▸ Available data:
◇ ◇ ◇

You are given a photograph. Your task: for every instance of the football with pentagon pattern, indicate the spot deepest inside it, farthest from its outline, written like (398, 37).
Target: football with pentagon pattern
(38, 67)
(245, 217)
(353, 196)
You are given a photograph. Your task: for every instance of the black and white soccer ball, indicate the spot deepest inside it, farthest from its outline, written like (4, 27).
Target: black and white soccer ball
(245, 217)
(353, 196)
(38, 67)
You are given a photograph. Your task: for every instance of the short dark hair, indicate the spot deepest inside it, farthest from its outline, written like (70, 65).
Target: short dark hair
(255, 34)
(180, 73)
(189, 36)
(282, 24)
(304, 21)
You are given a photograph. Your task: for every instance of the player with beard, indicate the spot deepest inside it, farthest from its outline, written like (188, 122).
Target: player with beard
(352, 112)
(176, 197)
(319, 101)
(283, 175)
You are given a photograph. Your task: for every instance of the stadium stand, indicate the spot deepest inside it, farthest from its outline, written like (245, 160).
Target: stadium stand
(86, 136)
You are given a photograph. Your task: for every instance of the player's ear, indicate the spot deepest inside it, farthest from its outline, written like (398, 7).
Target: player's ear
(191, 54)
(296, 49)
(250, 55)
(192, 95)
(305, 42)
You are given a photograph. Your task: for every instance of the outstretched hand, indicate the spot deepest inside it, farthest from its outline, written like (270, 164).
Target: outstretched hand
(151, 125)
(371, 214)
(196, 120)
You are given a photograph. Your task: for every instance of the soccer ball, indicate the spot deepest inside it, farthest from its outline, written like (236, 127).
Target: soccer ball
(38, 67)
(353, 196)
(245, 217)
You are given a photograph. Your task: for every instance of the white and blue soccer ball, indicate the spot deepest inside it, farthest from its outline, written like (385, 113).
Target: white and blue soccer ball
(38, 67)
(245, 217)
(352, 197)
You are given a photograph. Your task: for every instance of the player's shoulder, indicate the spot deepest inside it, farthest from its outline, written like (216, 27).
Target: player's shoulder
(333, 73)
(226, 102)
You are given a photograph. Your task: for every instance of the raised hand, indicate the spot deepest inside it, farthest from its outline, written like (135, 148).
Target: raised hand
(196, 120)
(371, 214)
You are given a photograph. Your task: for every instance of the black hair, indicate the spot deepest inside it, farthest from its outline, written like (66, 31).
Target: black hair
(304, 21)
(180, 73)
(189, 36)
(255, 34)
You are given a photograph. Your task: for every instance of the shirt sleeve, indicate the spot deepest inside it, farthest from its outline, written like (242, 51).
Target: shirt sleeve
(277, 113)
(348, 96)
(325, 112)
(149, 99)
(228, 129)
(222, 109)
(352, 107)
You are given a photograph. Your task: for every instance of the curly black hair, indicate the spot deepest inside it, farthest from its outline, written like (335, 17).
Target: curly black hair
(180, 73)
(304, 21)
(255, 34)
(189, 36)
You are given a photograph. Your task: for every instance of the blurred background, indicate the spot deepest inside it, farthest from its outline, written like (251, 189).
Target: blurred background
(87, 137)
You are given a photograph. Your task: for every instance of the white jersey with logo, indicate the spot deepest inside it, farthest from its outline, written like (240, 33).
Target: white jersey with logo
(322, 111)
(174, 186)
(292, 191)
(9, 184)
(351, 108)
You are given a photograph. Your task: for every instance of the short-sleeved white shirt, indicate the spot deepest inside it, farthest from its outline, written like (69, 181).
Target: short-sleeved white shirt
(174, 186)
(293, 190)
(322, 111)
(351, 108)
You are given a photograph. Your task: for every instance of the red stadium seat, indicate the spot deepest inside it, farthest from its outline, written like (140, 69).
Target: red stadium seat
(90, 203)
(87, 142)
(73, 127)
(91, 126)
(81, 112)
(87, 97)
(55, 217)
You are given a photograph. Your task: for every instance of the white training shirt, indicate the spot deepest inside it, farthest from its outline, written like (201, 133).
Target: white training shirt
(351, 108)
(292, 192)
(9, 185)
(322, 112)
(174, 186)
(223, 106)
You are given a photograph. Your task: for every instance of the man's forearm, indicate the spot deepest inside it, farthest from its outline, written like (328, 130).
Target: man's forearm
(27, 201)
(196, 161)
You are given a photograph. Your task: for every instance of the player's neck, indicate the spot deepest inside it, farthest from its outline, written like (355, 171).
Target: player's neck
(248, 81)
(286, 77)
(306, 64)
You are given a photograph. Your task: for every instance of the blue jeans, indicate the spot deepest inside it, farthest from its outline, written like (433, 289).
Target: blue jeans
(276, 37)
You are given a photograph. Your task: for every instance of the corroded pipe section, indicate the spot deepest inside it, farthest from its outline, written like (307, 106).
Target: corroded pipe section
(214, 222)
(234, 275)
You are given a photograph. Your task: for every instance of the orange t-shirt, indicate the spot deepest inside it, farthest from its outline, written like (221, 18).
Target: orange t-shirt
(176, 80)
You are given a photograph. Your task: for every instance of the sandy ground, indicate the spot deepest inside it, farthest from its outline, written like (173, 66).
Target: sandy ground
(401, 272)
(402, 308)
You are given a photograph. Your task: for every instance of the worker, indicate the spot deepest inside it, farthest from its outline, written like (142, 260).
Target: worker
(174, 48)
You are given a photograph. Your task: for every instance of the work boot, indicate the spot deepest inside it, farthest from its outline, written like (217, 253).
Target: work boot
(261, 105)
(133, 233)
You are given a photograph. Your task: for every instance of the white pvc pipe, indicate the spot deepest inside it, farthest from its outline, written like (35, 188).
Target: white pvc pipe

◇ ◇ ◇

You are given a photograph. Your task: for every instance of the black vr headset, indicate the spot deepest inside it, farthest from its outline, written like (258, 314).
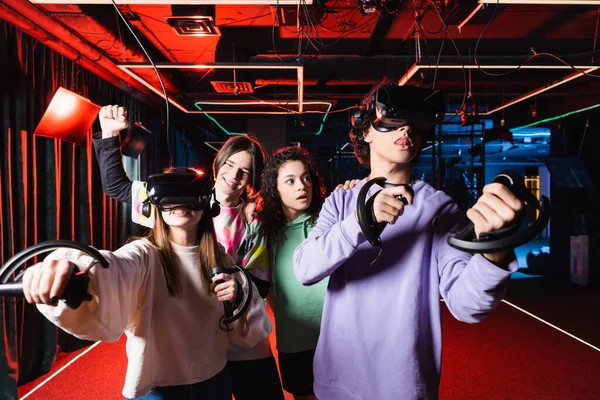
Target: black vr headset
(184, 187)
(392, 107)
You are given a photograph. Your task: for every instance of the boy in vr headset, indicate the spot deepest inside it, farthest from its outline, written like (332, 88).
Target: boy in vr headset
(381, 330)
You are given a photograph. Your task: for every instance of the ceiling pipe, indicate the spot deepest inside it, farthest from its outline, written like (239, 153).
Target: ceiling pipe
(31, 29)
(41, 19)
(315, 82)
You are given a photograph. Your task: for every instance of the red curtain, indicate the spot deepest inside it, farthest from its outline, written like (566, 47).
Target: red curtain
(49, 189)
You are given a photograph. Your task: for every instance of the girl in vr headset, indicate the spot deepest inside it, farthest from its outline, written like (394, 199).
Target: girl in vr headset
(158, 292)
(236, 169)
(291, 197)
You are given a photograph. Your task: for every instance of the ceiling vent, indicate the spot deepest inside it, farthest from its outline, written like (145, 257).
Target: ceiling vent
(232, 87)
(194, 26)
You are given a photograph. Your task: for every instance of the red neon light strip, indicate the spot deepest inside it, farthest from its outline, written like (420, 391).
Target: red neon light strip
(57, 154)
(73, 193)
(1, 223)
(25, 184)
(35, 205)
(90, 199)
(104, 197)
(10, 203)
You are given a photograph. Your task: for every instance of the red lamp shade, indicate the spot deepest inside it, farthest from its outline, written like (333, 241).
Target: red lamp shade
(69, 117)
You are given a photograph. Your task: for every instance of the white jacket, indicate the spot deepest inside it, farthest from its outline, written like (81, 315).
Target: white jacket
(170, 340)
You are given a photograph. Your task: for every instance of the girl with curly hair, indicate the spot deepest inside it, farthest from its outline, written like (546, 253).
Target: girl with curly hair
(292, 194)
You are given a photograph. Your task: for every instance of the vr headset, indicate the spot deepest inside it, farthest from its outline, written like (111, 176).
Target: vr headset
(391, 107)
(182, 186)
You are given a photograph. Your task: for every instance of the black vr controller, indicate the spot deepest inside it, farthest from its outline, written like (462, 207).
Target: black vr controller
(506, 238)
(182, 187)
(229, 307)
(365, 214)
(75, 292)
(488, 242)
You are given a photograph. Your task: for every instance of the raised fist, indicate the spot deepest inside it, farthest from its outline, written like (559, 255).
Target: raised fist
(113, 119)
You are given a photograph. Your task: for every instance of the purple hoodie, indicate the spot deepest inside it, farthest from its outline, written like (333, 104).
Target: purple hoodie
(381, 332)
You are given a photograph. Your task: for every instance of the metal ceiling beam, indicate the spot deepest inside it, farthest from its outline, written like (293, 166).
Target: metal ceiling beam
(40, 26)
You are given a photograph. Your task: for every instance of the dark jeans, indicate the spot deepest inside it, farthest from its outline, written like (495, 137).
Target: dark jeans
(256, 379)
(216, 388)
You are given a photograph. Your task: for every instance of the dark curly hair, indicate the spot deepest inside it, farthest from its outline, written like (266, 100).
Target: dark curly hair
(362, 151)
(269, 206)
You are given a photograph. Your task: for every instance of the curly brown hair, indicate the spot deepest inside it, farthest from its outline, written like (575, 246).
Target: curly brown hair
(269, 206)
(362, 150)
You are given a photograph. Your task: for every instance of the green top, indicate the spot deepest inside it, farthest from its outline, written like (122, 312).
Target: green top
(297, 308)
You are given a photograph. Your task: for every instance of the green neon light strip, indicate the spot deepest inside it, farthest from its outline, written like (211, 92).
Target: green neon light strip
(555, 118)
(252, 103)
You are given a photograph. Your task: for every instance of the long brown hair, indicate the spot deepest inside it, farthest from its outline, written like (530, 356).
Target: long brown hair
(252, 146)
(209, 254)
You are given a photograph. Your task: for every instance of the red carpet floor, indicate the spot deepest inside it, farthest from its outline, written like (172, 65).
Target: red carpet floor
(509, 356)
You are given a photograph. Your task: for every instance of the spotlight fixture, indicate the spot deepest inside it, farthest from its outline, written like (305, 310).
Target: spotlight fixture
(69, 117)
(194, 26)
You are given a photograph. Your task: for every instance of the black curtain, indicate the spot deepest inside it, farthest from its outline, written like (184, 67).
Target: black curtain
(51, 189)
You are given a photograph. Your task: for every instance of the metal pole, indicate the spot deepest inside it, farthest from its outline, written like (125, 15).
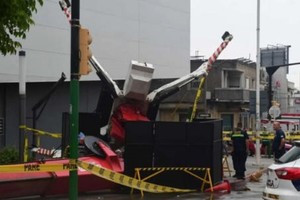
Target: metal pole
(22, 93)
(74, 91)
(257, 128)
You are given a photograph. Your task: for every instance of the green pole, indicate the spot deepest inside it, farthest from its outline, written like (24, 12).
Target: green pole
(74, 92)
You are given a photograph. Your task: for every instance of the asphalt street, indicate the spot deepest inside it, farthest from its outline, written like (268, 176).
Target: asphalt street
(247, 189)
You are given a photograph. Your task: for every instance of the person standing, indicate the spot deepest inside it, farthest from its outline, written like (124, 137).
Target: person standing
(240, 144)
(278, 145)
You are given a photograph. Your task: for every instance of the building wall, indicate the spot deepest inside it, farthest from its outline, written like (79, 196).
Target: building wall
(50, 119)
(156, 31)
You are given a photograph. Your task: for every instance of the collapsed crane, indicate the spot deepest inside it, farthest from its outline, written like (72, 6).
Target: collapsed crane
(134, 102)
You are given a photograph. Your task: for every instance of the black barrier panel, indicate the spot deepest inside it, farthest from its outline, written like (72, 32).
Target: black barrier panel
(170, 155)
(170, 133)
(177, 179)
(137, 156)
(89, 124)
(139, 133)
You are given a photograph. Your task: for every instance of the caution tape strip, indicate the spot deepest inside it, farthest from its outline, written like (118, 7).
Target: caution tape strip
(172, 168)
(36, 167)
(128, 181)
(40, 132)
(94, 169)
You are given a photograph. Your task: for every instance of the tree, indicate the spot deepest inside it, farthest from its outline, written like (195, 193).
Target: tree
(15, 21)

◇ ◇ ◇

▸ Problem to solve: Extract every line of the records above that contains the string “curly”.

▸ Output of the exercise:
You are given a photograph. Your task: for every instance of the curly black hair, indicate the spot deepest inside it, farthest from its outline, written like (335, 17).
Target: curly black hair
You are given a photograph. Your task: for every instance of the girl with curly hair, indicate the spot deepest inside it, farthest from its outline, written like (546, 253).
Target: girl with curly hair
You are given a photograph. Your task: for every instance of the dark curly hair, indicate the spot deepest inside it, farthest from its outline, written like (266, 100).
Target: dark curly hair
You are given a photograph. Your task: for every instance of the curly brown hair, indicate the spot deepest inside it, farthest from its outline, written like (575, 246).
Target: curly brown hair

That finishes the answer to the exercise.